Part of a data file:

----------

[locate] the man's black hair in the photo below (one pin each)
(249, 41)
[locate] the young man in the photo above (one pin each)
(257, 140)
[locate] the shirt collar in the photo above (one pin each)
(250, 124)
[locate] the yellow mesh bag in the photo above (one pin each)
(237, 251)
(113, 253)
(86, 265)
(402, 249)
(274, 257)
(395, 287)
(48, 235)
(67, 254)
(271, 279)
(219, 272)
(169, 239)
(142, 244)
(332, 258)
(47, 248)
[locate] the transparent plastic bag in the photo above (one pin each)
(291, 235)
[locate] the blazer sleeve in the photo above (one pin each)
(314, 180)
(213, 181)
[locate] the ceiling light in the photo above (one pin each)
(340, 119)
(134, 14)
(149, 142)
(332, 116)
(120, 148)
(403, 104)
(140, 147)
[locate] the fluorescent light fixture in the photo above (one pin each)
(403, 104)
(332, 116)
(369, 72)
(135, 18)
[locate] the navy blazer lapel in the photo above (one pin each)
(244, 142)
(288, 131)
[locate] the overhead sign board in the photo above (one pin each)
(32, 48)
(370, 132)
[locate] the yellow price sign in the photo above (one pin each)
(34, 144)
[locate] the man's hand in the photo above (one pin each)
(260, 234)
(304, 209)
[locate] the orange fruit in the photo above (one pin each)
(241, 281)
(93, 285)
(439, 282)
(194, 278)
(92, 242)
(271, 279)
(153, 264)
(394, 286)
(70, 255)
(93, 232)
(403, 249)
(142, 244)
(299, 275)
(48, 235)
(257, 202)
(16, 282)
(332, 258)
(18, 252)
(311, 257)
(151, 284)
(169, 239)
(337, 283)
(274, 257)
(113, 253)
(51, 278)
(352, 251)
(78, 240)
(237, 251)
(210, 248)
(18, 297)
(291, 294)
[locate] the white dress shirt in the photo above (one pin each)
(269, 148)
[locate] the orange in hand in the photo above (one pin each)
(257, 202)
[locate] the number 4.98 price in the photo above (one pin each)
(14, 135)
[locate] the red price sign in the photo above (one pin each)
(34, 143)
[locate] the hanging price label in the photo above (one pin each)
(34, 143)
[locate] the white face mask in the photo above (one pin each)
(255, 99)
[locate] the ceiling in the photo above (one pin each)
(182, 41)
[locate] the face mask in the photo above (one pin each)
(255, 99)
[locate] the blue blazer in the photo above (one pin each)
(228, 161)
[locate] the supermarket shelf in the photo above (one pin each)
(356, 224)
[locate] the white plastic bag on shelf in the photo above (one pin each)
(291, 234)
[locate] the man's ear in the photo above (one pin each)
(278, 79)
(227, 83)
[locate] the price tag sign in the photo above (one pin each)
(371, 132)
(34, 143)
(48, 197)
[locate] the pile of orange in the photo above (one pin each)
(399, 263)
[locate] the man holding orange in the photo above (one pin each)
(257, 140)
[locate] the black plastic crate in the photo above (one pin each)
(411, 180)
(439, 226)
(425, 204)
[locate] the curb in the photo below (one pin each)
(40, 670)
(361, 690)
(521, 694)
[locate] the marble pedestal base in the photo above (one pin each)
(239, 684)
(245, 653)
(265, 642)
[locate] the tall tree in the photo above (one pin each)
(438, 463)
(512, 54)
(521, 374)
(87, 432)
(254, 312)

----------

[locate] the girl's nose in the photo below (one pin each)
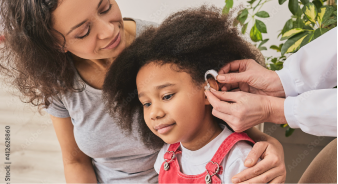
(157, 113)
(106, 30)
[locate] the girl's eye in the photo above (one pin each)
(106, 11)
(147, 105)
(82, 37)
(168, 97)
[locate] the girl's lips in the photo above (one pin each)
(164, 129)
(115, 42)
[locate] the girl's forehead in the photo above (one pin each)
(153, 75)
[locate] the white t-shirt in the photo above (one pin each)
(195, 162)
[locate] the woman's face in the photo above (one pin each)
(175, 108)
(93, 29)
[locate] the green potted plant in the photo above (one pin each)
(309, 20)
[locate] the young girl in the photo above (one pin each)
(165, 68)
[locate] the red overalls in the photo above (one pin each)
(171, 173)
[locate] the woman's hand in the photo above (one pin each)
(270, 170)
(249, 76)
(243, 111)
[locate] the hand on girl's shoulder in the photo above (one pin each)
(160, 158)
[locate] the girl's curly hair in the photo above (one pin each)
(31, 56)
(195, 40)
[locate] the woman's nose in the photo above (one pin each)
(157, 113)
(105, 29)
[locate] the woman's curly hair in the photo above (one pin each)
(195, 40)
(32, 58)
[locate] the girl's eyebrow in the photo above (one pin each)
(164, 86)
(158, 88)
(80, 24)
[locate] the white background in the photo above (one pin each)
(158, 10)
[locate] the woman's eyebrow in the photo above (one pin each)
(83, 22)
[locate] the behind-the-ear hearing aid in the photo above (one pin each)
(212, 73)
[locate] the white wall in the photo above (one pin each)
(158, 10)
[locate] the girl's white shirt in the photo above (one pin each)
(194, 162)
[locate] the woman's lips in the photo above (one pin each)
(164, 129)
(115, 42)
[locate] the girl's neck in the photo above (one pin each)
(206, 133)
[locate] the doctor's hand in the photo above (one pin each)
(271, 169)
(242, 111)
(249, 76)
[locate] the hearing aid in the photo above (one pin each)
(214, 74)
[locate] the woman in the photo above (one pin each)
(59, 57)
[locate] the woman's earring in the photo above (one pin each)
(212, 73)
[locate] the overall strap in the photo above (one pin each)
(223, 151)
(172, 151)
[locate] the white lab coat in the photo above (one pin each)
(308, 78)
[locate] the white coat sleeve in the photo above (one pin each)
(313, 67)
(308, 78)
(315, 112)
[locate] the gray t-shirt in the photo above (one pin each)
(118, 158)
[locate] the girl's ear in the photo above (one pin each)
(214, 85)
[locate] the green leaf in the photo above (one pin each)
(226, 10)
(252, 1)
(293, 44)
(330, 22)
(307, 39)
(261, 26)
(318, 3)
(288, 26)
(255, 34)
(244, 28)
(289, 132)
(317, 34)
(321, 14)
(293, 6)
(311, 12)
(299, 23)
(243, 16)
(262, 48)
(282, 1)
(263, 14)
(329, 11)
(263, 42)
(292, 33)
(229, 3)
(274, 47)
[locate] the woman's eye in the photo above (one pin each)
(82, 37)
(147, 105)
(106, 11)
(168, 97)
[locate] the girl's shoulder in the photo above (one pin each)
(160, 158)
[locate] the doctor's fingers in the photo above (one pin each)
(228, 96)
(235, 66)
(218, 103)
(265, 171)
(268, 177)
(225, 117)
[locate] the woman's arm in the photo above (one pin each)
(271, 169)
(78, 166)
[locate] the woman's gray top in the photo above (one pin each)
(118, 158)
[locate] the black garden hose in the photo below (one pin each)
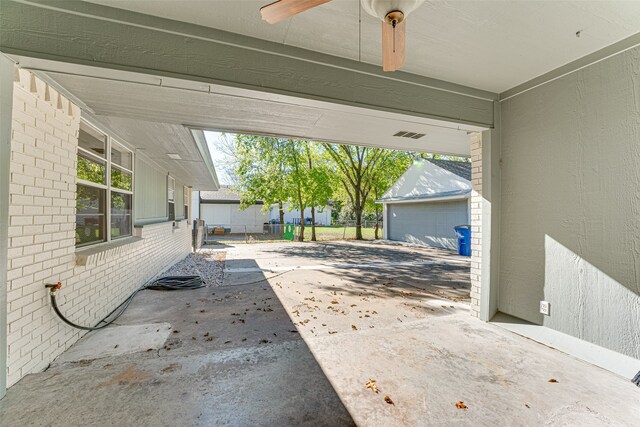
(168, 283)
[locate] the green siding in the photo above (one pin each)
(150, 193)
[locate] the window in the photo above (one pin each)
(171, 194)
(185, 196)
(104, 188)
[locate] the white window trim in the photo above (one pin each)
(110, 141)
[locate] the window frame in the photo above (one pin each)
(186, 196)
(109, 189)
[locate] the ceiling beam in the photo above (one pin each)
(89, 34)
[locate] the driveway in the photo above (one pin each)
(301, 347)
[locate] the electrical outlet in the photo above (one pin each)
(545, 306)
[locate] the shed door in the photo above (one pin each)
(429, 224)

----------

▸ **Task to complete**
Extract every row shown in the rows above that contains the word "hand". Treat uppercase and lowercase as different.

▸ **Response to the task**
[locate] the man's hand in the photo above (one pin each)
[locate] the orange in hand in the photo above (one pin each)
[locate] the woman's hand in the photo above (one pin each)
[locate] the hand on girl's shoulder in the photo above (one pin each)
[locate] the doctor's hand in the photo above (one pin each)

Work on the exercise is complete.